■ **TASK DETAILS**
Number of lines with the string "horizon" in the entries below: report it, and nothing besides.

■ **SUPPLIED RECORDS**
------------------------------------------------
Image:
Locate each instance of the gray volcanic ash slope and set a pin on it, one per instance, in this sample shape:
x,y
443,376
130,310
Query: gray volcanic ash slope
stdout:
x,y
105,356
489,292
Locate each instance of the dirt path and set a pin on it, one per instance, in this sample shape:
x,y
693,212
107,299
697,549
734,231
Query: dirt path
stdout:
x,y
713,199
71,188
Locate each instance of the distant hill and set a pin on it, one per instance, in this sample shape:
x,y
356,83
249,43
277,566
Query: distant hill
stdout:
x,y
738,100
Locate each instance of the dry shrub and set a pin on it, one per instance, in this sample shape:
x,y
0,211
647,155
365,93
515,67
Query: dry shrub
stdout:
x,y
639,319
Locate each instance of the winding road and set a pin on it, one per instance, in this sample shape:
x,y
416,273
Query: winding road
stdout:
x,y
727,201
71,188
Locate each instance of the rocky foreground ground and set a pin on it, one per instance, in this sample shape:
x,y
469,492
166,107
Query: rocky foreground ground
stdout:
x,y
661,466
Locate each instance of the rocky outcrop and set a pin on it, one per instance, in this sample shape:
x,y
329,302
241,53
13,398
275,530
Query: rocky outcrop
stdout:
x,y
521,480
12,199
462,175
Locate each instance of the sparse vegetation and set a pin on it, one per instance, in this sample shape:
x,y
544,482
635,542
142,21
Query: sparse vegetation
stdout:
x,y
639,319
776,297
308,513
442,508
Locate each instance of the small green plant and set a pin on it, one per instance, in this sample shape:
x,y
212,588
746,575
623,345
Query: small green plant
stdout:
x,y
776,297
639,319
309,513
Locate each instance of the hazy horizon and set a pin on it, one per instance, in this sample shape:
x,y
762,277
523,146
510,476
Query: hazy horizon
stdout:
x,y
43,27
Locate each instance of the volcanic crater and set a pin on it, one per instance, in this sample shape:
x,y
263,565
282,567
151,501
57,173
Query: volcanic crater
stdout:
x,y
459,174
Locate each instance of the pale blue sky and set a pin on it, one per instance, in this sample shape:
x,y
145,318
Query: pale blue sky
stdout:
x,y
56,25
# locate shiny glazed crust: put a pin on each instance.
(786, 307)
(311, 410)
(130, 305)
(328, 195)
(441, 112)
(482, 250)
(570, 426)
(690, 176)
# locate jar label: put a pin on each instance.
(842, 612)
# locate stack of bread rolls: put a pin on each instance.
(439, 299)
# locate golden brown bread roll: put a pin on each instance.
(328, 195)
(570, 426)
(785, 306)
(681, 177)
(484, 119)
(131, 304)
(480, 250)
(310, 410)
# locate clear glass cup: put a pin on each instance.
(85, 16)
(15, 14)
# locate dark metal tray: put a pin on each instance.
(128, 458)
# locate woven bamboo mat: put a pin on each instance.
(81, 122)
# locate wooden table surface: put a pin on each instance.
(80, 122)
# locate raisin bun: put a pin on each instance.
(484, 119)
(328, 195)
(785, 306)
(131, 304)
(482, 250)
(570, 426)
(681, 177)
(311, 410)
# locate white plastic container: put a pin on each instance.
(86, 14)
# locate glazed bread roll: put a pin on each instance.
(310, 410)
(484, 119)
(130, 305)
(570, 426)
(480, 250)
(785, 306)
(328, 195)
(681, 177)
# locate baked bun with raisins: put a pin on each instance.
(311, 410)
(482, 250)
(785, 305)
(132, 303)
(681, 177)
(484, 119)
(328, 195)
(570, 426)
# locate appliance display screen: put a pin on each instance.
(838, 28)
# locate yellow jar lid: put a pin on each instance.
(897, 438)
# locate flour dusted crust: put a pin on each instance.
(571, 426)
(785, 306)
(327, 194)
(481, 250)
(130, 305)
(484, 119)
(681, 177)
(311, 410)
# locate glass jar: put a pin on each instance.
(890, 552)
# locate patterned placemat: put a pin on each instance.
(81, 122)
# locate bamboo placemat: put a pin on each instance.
------------------------------------------------
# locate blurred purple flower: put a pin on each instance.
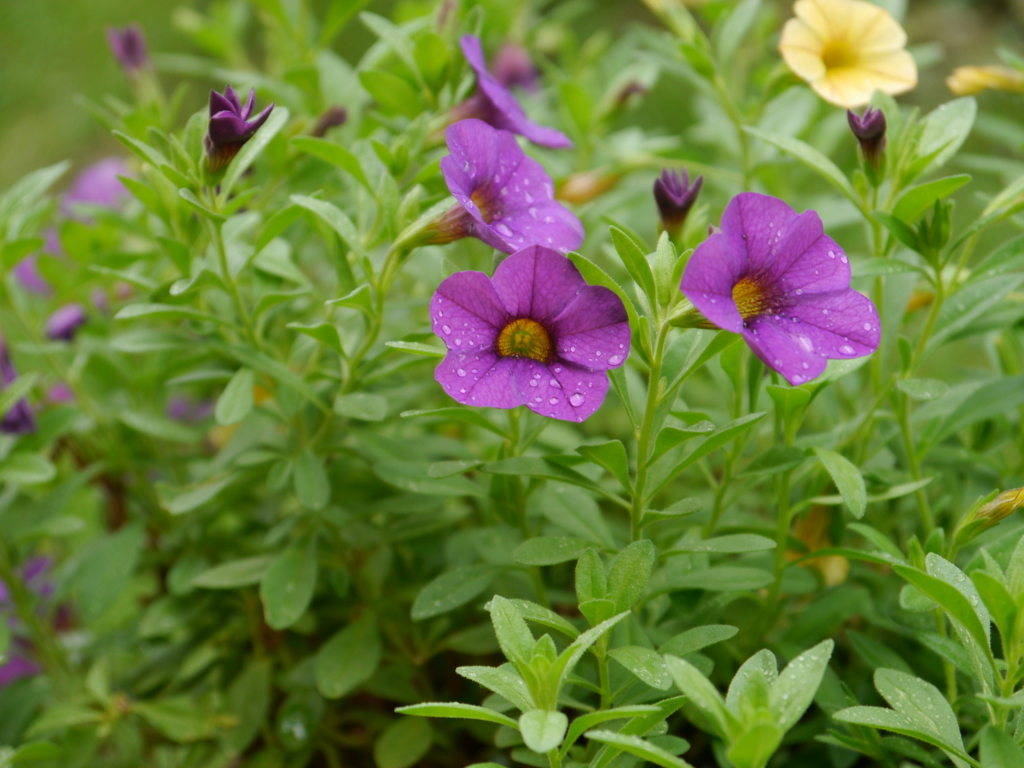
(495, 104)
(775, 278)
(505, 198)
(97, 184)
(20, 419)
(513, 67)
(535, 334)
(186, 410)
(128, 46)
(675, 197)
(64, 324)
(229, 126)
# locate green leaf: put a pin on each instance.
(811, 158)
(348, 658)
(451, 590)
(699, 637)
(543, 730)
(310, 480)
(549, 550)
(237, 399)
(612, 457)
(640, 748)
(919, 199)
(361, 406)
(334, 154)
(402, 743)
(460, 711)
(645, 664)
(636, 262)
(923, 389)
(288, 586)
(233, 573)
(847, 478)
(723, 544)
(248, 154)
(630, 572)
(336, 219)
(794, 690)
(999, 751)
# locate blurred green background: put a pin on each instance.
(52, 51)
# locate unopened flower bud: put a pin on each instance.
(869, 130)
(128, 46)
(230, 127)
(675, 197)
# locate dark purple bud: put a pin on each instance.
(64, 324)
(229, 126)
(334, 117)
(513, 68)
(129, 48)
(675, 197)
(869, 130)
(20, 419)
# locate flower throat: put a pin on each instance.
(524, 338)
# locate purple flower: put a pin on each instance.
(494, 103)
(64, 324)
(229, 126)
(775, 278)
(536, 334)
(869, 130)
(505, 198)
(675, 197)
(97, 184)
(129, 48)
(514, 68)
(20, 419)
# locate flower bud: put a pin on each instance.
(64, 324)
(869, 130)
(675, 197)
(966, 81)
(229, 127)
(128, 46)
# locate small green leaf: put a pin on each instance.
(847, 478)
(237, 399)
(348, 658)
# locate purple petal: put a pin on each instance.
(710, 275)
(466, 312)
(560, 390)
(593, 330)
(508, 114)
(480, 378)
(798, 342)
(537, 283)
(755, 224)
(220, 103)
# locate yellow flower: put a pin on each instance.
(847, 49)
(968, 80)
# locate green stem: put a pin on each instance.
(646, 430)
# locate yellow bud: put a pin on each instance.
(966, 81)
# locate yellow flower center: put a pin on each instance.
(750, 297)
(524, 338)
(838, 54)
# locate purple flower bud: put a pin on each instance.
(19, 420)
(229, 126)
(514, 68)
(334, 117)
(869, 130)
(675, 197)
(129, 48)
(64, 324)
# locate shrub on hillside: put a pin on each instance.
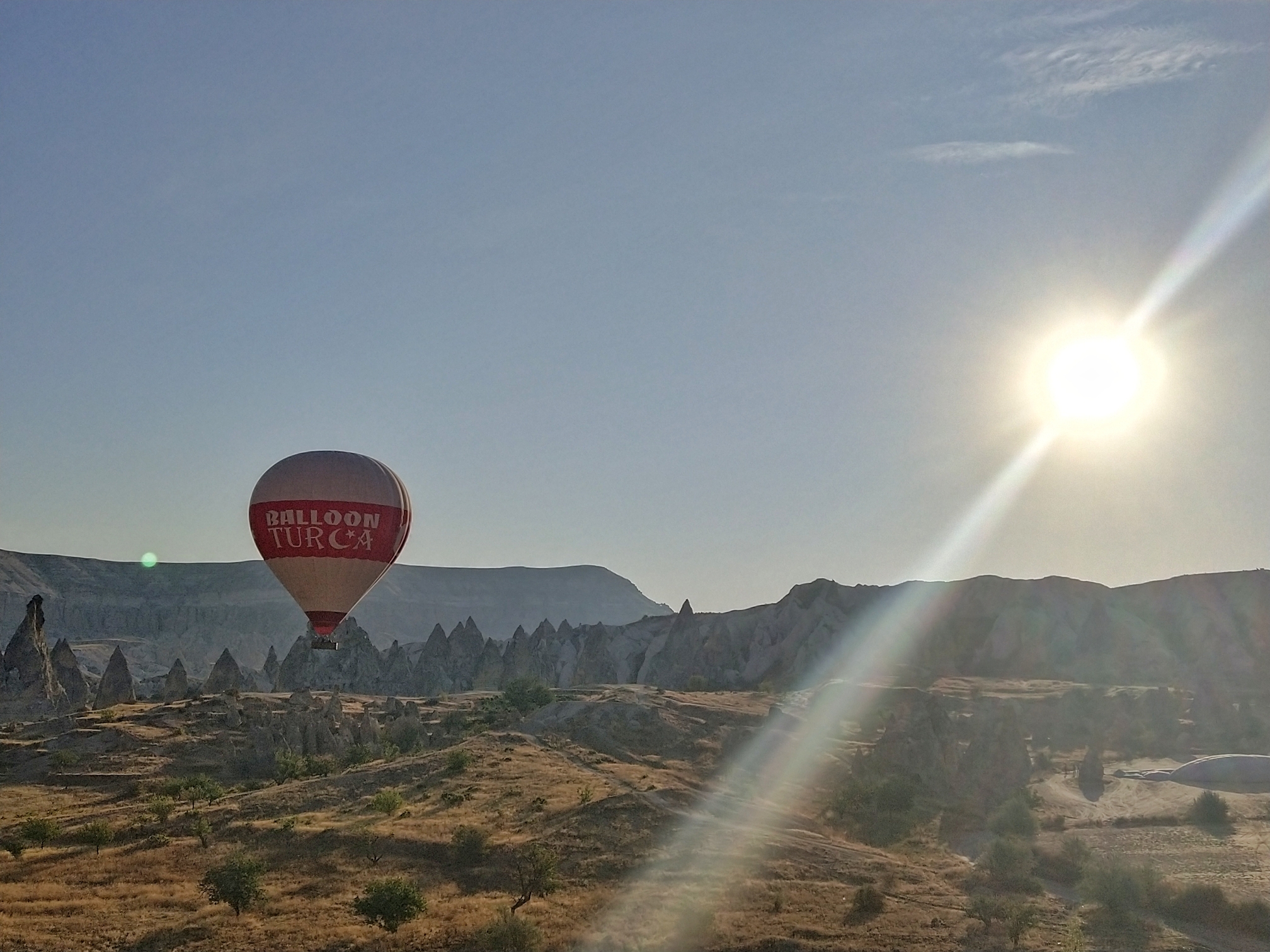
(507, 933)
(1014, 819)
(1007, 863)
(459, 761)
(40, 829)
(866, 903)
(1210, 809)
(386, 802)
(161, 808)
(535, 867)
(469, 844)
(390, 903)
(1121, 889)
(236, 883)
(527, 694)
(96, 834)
------------------------------------------------
■ **EXERCISE OUTPUT**
2